TRECHO DO TEXTO -
== == ==

O texto realmente me impressionou.
Parecia a descrição exata das músicas que eu ainda gostava de ouvir
(próprias para o salão de baile; para as discotecas, como a gente
chamava naquele tempo). Daquele dia em diante, nunca mais ouvi essas
canções. Não queria fazê-lo sem a companhia dos anjos. E Deus mudou meu
gosto e minhas preferências musicais.
Música no Céu e no Éden
É interessante notar que antes mesmo de o
ser humano ser criado a música já fazia parte da vida no Céu. Pelo
menos é o que afirma Moisés no livro de Jó: “Quando as estrelas da alva
[anjos], juntas, alegremente cantavam, e rejubilavam todos os filhos de
Deus” (38:7).
Depois, quando o primeiro par humano foi
criado neste planeta, a música também estava lá: “Os anjos associaram-se
a Adão e Eva em santos acordes de harmoniosa música, e como seus
cânticos ressoassem cheios de alegria pelo Éden, Satanás ouviu o som de
suas melodias de adoração ao Pai e ao Filho. E quando Satanás o ouviu,
sua inveja, ódio e malignidade aumentaram, e ele expressou a seus
seguidores a sua ansiedade por incitá-los (Adão e Eva) a desobedecer,
atraindo assim sobre eles a ira de Deus e mudando os seus cânticos de
louvor em ódio e maldições ao seu Criador” (Ellen G. White, História da Redenção, p. 24, 29-30).

== == ==

ATIVIDADES PROPOSTAS -
[a] No trecho sobre a música no Céu e no Éden, quem se associou a Adão e Eva em acordes de harmoniosa música?
[b] Prossiga com o texto sobre a música no Céu e no Éden a partir do ponto em que ele para.

== == ==

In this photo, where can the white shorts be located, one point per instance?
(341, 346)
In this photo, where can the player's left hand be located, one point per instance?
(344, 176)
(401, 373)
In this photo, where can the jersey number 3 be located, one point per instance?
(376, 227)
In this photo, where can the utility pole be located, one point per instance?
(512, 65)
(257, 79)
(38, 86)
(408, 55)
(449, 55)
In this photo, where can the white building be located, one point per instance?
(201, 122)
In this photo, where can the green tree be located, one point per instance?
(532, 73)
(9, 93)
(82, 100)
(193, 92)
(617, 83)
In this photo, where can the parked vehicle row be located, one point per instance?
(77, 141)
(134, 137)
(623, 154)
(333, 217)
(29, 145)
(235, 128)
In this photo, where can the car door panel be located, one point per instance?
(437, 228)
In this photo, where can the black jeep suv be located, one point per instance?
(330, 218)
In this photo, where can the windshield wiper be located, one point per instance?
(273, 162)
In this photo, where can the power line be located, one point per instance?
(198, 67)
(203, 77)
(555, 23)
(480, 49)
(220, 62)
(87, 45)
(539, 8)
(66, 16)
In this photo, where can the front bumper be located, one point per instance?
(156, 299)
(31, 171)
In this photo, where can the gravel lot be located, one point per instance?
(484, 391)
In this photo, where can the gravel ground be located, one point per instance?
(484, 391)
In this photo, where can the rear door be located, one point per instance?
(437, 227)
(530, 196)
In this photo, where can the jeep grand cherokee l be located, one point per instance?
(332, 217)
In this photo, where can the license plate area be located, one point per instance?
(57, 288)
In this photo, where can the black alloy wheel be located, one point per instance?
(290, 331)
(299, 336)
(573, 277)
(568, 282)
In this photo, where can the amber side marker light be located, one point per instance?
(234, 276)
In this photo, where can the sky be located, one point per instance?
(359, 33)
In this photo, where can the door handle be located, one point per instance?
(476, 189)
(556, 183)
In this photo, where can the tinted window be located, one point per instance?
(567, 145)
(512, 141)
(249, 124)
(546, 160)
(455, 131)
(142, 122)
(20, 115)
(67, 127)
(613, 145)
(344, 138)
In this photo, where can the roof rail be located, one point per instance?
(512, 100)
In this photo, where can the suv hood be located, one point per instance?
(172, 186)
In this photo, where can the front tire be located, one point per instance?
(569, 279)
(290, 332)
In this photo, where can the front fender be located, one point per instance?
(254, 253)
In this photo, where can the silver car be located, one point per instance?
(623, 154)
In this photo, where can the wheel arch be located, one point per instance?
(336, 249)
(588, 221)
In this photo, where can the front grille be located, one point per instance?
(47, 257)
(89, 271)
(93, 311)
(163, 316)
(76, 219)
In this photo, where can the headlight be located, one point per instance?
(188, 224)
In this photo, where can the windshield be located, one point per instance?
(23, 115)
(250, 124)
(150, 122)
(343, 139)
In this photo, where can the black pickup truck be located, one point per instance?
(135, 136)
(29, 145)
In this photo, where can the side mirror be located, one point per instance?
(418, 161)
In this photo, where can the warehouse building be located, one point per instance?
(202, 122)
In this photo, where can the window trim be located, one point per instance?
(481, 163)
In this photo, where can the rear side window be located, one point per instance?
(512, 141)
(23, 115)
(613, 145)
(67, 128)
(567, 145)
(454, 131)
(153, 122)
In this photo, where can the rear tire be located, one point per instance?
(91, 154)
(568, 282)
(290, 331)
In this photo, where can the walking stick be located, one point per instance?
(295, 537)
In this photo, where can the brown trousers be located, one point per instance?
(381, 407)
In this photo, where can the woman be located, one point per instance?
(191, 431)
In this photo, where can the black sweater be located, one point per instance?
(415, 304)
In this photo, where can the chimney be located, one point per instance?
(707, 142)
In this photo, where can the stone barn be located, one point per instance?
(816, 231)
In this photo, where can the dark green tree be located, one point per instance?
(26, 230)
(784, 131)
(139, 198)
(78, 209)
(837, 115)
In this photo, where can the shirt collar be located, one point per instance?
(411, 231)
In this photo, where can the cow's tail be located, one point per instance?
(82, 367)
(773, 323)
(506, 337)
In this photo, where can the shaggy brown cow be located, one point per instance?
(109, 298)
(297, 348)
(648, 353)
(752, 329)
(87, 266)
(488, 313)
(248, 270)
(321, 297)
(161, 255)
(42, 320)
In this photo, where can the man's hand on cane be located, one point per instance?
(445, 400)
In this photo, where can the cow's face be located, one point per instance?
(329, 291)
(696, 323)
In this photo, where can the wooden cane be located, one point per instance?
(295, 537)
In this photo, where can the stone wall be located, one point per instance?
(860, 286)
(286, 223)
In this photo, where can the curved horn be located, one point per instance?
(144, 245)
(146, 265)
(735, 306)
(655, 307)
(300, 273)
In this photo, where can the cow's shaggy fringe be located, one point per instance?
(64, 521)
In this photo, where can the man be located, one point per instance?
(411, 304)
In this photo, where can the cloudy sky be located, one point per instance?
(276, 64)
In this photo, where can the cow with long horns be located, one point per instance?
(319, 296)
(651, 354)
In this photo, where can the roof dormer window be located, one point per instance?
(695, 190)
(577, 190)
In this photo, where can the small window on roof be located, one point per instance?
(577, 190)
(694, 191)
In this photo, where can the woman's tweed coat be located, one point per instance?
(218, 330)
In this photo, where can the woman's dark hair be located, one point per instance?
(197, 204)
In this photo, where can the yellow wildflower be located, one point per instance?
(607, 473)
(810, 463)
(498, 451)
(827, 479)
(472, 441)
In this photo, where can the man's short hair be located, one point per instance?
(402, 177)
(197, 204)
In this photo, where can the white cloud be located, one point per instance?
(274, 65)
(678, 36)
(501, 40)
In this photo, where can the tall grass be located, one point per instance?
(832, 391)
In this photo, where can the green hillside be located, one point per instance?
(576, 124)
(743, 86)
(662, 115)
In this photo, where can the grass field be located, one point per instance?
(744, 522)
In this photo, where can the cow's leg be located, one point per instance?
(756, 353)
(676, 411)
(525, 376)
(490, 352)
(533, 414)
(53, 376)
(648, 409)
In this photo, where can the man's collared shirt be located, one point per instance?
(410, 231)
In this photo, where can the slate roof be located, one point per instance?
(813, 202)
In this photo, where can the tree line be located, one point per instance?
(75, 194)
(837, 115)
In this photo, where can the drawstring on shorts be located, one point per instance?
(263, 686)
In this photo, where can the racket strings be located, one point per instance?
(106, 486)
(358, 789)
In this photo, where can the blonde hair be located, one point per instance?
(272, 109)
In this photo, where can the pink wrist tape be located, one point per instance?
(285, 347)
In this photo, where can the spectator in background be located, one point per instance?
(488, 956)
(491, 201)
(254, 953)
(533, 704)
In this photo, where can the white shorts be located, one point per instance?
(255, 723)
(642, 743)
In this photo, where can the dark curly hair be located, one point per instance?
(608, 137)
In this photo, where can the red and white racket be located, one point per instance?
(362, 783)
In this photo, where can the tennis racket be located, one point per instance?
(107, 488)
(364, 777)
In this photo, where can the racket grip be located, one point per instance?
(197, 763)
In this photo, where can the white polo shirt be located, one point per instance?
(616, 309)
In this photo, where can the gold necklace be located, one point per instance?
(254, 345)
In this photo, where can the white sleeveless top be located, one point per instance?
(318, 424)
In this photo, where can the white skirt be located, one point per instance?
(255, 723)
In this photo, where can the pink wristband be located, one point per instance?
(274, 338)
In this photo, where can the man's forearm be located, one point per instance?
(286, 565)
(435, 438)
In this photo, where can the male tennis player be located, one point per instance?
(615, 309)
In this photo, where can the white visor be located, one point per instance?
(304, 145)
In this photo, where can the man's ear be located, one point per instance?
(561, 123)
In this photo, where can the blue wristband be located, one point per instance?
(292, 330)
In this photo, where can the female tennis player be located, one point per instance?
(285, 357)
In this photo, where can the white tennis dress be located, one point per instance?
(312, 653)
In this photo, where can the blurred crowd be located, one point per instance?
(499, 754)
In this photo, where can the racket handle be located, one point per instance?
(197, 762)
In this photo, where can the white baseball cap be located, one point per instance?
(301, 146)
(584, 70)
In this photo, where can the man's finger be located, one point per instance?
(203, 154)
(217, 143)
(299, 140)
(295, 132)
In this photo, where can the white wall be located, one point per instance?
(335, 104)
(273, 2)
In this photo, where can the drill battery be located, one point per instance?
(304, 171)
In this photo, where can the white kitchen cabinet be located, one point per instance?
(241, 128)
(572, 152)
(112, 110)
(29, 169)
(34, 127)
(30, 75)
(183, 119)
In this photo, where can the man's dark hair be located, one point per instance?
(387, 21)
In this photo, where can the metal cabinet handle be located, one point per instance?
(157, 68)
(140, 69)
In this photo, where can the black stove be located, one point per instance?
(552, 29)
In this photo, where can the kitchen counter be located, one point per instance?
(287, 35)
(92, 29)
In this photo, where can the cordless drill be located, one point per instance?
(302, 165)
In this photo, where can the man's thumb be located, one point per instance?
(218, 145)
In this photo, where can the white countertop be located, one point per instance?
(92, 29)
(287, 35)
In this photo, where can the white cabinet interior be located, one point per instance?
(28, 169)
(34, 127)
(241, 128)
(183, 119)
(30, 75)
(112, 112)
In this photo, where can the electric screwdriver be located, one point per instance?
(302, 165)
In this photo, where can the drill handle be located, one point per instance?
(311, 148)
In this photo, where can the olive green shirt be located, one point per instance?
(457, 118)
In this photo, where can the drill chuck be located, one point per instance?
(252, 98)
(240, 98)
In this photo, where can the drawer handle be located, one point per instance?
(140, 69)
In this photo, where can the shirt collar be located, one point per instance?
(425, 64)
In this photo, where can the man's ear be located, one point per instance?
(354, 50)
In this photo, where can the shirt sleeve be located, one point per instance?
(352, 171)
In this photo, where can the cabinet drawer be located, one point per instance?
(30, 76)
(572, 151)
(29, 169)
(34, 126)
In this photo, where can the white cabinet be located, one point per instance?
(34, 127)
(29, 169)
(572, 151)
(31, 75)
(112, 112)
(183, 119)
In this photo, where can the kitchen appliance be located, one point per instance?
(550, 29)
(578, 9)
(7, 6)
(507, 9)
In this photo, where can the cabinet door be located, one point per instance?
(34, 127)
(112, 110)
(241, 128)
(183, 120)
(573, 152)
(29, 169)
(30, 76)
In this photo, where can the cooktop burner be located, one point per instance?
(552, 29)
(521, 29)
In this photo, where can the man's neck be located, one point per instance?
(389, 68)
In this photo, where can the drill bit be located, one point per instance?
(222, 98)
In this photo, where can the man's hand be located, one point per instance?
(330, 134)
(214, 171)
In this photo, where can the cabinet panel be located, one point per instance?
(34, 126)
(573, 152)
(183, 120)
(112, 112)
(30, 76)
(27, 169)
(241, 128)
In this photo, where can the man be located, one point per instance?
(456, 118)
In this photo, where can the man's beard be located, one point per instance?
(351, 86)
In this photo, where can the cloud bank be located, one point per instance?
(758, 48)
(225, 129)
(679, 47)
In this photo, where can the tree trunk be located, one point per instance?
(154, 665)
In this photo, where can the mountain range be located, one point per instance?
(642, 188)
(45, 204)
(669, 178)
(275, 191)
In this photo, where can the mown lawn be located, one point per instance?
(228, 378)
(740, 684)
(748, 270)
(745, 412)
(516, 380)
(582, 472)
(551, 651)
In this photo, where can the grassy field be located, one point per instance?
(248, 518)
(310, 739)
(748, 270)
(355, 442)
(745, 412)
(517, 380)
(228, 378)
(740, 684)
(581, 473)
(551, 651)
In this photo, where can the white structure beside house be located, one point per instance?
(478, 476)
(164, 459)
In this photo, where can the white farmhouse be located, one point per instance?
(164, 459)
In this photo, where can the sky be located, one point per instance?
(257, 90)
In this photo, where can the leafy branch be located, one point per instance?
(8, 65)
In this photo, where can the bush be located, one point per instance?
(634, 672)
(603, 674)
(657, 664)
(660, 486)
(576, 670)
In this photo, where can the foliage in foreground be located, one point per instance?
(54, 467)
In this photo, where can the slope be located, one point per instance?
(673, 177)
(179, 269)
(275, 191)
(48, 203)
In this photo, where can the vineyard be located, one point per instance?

== == ==

RESPOSTAS -
[a] Os anjos.

[b]
Por que Satanás ficou com toda essa raiva
ao ouvir os puros cânticos? Simples: ele era o regente do coral
angélico, antes de se rebelar contra Deus e ser expulso do Céu. Assim,
com todo o conhecimento de que dispõe e motivado por ira insana, o
inimigo de Deus procura usar a música para desonrar o Criador,
pervertendo-lhe o propósito original de louvar o Senhor.
Música secular e profana
Isso quer dizer que somente a música
sacra que louva a Deus pode ser ouvida? Não, necessariamente, mas é
preciso fazer distinção entre a boa música secular e a música profana.
Certa ocasião, numa viagem de navio,
Ellen White registrou: “Os músicos [no navio] [...] entretinham os
impacientes passageiros com música bem apresentada e bem selecionada.
Ela não feria os sentidos [...], era suave e realmente gratificante aos
sentidos porque era harmoniosa” (Música – Sua Influência na Vida do Cristão, p. 56). Note que a música que ela elogia erasuave e harmoniosa.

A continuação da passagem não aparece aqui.